▶ **Tarefa proposta A**: Conte quantas das linhas apresentadas após o texto abaixo contêm a palavra "bulletin". Informe somente o número.

· · · · ·

Como os algoritmos hackeiam a mente humana
Pesquisador do impacto causado por plataformas digitais, o jornalista Max Fisher liga estratégias das big techs a estudos científicos sobre evolução e comportamento
Ele compartilhou com a plateia uma estratégia que aplica no Instagram: “Tem um botão que trava o aplicativo e eu não consigo acessar nada. Há aplicativos que limitam nossa capacidade de usar as redes sociais.” Também recomenda deixar a visualização de tela em preto e branco, para que o uso do celular seja menos viciante.
Pedro Tavares, 05 dez 2023
Em 2017, milhares de pessoas do povo rohingya foram assassinadas em Mianmar em meio a boatos de que essa minoria muçulmana planejava atacar a maioria budista do país. Para muitos pesquisadores, grandes plataformas digitais, em especial o Facebook, contribuíram expressivamente para o genocídio, ao não interferir na disseminação de mentiras e ódio em seus posts. O livro A Máquina do Caos: Como as Redes Sociais Reprogramaram Nossa Mente e Nosso Mundo, do jornalista Max Fisher (publicado no Brasil pela editora Todavia), narra como pessoas e entidades do país tentaram alertar funcionários da empresa de Mark Zuckerberg – inclusive pessoalmente – sobre o que se passava, sem que ações fossem tomadas.

· · · · ·

▶ **Tarefa proposta B**: Reproduza na íntegra, sem nenhuma alteração, o texto acima sobre como os algoritmos hackeiam a mente humana.

· · · · ·

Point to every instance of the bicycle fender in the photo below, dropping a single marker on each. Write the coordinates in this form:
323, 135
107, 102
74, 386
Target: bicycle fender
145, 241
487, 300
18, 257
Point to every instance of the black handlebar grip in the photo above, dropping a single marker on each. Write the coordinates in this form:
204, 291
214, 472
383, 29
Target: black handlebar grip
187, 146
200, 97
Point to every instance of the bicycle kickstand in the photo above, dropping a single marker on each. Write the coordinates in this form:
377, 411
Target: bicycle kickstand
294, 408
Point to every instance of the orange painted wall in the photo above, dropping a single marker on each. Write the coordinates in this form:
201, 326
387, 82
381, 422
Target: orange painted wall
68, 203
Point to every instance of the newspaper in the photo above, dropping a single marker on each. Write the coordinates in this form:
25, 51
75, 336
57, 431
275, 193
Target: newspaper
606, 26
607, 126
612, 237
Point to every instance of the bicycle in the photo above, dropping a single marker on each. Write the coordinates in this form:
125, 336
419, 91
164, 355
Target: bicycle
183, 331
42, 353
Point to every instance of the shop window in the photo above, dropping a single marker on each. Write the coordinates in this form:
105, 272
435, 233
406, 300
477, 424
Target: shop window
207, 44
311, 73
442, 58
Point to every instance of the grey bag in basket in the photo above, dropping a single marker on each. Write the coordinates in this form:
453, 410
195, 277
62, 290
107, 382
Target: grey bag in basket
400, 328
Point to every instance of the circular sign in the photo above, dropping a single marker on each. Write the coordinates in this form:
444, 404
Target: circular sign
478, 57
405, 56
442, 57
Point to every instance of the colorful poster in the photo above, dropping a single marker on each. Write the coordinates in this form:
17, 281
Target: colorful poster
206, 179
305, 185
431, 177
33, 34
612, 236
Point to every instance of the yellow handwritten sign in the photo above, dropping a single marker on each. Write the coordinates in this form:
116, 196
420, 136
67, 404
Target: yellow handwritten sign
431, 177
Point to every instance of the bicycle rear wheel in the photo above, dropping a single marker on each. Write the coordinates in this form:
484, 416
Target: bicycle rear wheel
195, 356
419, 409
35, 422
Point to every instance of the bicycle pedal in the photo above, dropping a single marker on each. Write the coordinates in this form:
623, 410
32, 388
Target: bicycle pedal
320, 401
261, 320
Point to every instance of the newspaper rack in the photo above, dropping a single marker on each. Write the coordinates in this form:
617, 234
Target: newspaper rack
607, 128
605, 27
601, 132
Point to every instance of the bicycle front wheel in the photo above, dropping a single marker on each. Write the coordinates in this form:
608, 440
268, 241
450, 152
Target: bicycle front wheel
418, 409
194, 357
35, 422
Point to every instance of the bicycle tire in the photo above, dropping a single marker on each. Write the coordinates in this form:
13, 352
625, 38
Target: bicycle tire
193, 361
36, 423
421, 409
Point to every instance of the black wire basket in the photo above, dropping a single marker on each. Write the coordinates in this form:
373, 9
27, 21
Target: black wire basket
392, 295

· · · · ·

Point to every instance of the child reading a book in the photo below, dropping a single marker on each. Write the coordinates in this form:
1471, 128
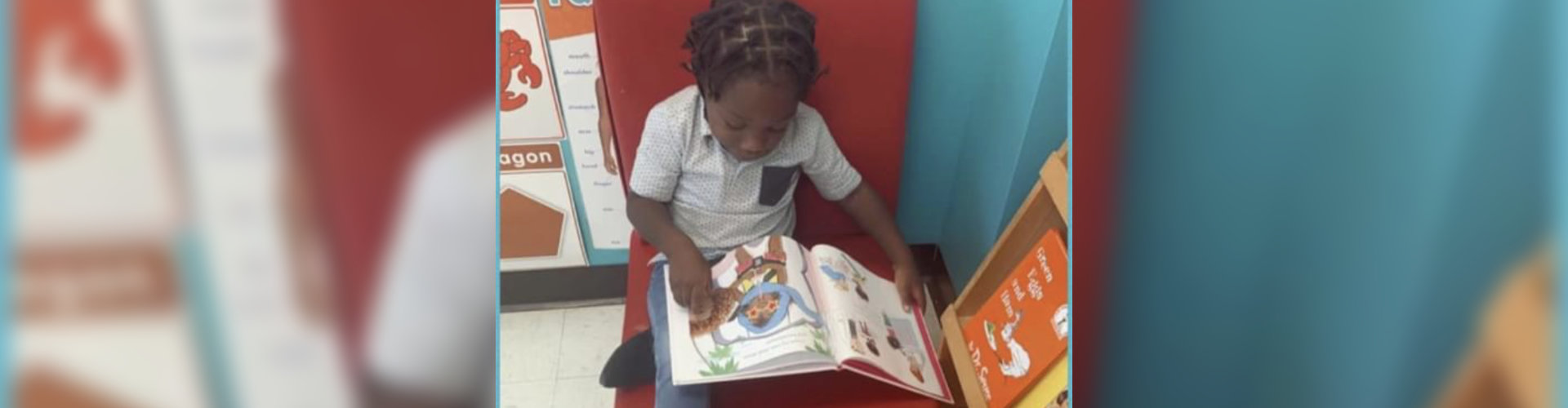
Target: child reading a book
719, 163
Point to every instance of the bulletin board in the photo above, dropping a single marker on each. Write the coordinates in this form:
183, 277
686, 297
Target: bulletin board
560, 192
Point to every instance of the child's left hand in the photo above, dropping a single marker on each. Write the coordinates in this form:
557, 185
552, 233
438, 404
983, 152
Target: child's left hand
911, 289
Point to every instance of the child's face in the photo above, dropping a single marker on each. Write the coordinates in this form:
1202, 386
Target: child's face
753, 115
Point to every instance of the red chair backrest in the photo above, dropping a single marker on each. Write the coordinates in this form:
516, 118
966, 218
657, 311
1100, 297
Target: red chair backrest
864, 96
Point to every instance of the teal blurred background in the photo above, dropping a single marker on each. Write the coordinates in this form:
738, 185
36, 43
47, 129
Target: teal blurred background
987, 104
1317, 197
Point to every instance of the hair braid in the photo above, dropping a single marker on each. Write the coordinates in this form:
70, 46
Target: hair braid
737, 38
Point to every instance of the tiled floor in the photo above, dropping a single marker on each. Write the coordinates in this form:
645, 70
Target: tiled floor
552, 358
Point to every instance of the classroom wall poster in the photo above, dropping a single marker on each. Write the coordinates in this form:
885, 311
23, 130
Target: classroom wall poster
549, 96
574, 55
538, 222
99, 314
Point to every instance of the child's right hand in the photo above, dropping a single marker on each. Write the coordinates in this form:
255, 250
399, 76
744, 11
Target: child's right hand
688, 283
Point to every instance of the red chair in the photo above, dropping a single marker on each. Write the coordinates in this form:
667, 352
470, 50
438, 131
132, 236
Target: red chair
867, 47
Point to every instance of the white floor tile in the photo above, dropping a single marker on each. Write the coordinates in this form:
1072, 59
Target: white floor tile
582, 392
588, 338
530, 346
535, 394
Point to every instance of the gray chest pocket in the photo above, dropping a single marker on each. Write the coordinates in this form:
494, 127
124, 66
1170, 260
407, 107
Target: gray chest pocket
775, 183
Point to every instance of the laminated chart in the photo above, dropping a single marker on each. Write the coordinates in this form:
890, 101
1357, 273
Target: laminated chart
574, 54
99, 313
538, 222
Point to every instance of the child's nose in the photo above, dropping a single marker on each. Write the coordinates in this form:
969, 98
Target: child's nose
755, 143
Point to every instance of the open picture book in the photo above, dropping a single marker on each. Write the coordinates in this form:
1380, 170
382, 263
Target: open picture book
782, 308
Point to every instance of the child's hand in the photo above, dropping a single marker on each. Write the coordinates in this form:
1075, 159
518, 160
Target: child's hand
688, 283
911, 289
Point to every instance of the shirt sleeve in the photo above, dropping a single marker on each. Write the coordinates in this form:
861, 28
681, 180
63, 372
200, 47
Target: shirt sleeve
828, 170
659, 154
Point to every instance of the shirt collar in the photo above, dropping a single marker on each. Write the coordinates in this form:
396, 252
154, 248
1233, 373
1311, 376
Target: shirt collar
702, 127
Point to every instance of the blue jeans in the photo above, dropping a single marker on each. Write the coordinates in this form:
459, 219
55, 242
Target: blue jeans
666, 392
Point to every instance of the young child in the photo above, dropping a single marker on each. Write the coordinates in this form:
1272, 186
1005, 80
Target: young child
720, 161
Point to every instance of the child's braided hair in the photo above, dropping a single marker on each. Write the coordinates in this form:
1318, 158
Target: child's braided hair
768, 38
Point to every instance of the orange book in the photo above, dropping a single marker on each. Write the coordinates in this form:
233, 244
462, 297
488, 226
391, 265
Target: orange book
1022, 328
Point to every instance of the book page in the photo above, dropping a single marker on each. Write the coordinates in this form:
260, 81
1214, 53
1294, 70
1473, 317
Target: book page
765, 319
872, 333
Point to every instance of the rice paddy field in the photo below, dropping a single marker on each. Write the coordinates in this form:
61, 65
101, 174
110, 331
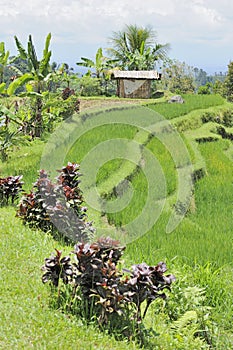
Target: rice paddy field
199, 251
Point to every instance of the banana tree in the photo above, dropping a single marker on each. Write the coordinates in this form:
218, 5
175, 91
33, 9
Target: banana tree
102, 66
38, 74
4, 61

· · · · ·

▶ **Resposta final A**: 2

▶ **Resposta final B**:
Como os algoritmos hackeiam a mente humana
Pesquisador do impacto causado por plataformas digitais, o jornalista Max Fisher liga estratégias das big techs a estudos científicos sobre evolução e comportamento
Ele compartilhou com a plateia uma estratégia que aplica no Instagram: “Tem um botão que trava o aplicativo e eu não consigo acessar nada. Há aplicativos que limitam nossa capacidade de usar as redes sociais.” Também recomenda deixar a visualização de tela em preto e branco, para que o uso do celular seja menos viciante.
Pedro Tavares, 05 dez 2023
Em 2017, milhares de pessoas do povo rohingya foram assassinadas em Mianmar em meio a boatos de que essa minoria muçulmana planejava atacar a maioria budista do país. Para muitos pesquisadores, grandes plataformas digitais, em especial o Facebook, contribuíram expressivamente para o genocídio, ao não interferir na disseminação de mentiras e ódio em seus posts. O livro A Máquina do Caos: Como as Redes Sociais Reprogramaram Nossa Mente e Nosso Mundo, do jornalista Max Fisher (publicado no Brasil pela editora Todavia), narra como pessoas e entidades do país tentaram alertar funcionários da empresa de Mark Zuckerberg – inclusive pessoalmente – sobre o que se passava, sem que ações fossem tomadas.